(WHAT IS ASKED):
Could you transcribe the records below line for line, leaving out the pictures?

Position annotation records
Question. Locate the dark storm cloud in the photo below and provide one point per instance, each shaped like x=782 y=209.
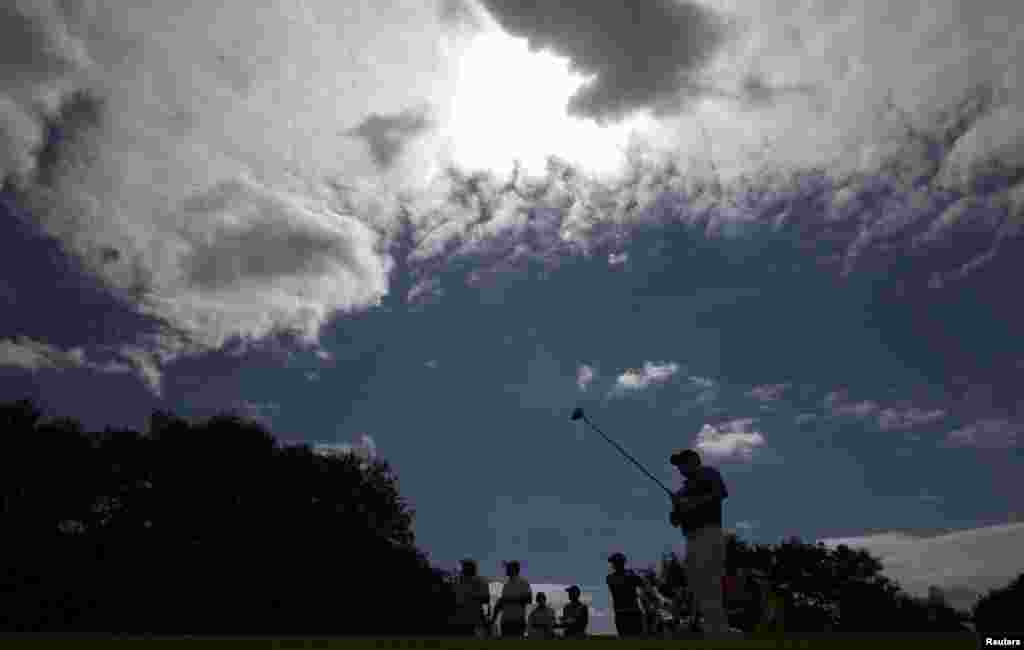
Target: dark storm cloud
x=79 y=113
x=387 y=135
x=640 y=54
x=34 y=46
x=458 y=13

(FULL RESPONSE):
Question. Locate the dark storm cloud in the photo below and provide one point per instance, each shaped like x=782 y=209.
Target: dark storm cloud
x=79 y=113
x=387 y=135
x=640 y=54
x=34 y=46
x=458 y=13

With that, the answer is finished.